*)Oleh: Dr. Slamet Muliono Redjosari
Kekayaan seharusnya menjadikan seorang hamba berbagi manfaat. Hal ini sebagai bentuk rasa syukur atas kenikmatan yang yang telah diperolehnya. Dengan memanfaatkan kekayaannya, diharapkan tercipta pemerataan karunia Allah. Namun yang terjaidi justru sebaliknya, dimana kekayaan justru menciptakan kerusakan dan menjauhkan kenikmatan yang berkelanjutan.
Kondisi inilah yang mendatangkan kehancuran dan pemusnahan hingga berujung lenyapnya karunia Allah. Fir’aun dan kaum Nabi Nuh bisa dijadikan sebagai contoh manusia-manusia yang mendapatkan karunia berua kekayaan yang melimpah, namun perilakunya justru berbuat kerusakan sehingga mendatangkan kehancuran.

- [BARIS DATA]
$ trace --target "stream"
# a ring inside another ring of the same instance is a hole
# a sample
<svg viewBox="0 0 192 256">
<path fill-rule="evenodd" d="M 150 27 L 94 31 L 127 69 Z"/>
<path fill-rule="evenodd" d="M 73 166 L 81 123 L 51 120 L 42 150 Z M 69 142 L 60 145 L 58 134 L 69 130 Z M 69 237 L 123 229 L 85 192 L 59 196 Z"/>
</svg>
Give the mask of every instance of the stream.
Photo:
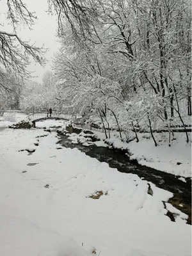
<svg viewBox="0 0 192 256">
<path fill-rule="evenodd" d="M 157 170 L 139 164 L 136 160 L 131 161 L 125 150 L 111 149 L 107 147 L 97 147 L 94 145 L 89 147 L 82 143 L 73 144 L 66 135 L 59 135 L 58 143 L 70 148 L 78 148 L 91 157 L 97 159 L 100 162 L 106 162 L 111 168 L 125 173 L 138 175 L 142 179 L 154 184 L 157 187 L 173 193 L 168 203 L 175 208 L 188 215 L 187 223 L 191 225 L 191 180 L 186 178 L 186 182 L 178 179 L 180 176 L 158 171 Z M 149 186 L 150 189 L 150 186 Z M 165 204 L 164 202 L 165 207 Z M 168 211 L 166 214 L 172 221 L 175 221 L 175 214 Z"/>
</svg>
--
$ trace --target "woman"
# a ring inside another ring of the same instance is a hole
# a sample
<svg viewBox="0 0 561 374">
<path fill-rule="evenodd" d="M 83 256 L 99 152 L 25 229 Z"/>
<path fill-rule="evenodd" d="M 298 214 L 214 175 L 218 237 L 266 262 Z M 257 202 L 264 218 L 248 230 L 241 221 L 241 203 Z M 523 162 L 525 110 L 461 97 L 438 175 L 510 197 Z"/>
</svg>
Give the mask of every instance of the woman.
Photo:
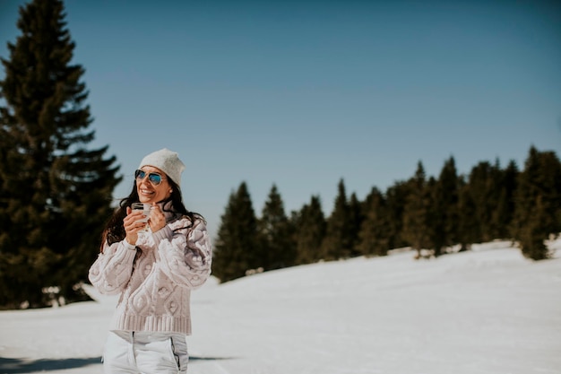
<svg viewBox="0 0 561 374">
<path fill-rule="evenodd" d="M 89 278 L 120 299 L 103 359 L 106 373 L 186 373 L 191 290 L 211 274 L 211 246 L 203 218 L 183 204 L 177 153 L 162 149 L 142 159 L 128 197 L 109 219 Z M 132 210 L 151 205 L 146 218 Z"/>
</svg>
...
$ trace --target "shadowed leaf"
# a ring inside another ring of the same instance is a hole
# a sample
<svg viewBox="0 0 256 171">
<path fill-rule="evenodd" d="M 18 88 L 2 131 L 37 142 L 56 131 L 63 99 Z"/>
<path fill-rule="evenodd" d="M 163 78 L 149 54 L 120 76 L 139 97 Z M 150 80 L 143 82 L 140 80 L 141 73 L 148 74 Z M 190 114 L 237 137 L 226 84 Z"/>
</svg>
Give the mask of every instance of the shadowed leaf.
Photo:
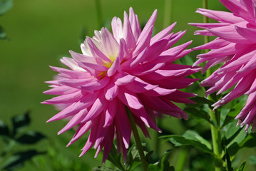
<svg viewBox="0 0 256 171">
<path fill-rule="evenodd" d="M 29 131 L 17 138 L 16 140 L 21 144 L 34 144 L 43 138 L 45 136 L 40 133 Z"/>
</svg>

- [PETUNJUK LATIHAN]
Bisakah Anda melanjutkan kutipan teks tentang kekayaan yang berujung kehancuran, mulai setelah kalimat terakhirnya?

- [HASIL LATIHAN]
Fir’aun dan Hancurnya Tatanan
Allah memberi karunia besar kepada Fir’aun. Dia memiliki Kerajaan yang luas, kekayaan yang melimpah, kerajaan yang kuat, serta kekayaan yang melimpah. Bukannya menebar kebaikan, tetapi justru meciptakan ketakutan di tengah masyarakat.
Fir’aun dengan kerajaan yang kuat bukan mengokohkan kedudukannya tetapi justru mengakhirinya dengan tragis. Fir’aun dan bala tentaranya menciptakan kecemasan dan ketakutan setelah kebijakan untuk membunuh dan menghidupkan perempuan. Bahkan kekayaannya justru membuat dirinya angkuh, dan memerintahkan kaumnya mengagungkan dan menyembahnya.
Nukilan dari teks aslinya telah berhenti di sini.